● **Work request**: The full set of records must be set down verbatim.

======

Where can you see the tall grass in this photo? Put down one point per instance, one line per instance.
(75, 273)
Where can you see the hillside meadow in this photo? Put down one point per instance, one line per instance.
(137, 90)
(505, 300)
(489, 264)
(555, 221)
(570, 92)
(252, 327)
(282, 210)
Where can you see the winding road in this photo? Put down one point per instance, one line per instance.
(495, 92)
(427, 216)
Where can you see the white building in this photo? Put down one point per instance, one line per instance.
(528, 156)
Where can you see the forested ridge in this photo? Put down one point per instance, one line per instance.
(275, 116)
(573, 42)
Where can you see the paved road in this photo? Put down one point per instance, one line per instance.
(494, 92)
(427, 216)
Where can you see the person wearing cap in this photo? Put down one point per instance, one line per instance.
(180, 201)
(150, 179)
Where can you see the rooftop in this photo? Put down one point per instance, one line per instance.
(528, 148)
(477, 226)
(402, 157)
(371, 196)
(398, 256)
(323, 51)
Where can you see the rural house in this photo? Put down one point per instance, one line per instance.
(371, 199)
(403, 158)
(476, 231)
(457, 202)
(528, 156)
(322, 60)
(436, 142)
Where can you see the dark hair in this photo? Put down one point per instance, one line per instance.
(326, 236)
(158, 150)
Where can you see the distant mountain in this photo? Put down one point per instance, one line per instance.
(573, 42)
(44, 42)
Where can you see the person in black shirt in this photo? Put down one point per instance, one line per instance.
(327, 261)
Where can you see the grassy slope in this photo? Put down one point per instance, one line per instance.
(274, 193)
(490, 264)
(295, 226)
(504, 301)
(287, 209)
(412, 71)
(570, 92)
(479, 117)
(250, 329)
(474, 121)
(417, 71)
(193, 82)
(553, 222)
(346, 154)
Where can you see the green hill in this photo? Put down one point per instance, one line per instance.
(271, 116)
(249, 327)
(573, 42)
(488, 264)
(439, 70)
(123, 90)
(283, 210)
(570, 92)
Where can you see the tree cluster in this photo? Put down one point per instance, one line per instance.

======

● **Task answer**:
Where can you see the tall grass in this photo? Put down one point per instance, one line per instance.
(75, 273)
Where can you see the hillside meadow in this photo? Put down one point per instance, one line per instance.
(137, 90)
(505, 300)
(489, 264)
(555, 221)
(570, 92)
(252, 327)
(282, 210)
Where can you see the winding road in this photo? Put down one point per instance, one line per instance.
(495, 92)
(427, 216)
Where can you see the white building in this photo? Put down one point per instance, one line per instance.
(528, 156)
Where can you see the forested ridge in this photo? Put down one point per instance, one line per instance.
(275, 116)
(573, 42)
Where can you see the paved road in this photo? Put down one point per instance, one line per instance.
(494, 92)
(427, 216)
Where can you see the person wearing cap in this photo? Put down one point per instance, one line per instance.
(180, 201)
(150, 179)
Where can you see the rooftop in this photo? Put down one point per instance, one line per instance.
(528, 148)
(477, 226)
(402, 157)
(371, 196)
(398, 256)
(323, 51)
Where can you see the rural house in this photo? Put down one point per instance, one line per instance.
(371, 199)
(403, 158)
(476, 231)
(457, 202)
(528, 156)
(322, 60)
(436, 142)
Where can you see the dark hair in this photo? Put down one point per instance, one line per instance.
(326, 236)
(158, 150)
Where can you see the distant mountain in this photo? Put down one point per instance, one line per instance.
(573, 42)
(44, 42)
Where can you see the person in black shirt in this photo? Put down one point per instance, one line per instance.
(327, 261)
Where can you see the grassy slope in this photo? Put down one point per instance, one line per instance.
(274, 193)
(490, 264)
(295, 226)
(504, 301)
(287, 209)
(412, 71)
(570, 92)
(479, 117)
(250, 329)
(474, 121)
(417, 71)
(193, 82)
(553, 222)
(346, 154)
Where can you see the green hill in this photo? Put down one point per instance, one line per instance.
(271, 116)
(249, 327)
(573, 42)
(488, 264)
(439, 70)
(123, 90)
(283, 210)
(570, 92)
Where can you see the tree cluster in this photo? Put down one point per instance, one line per instance.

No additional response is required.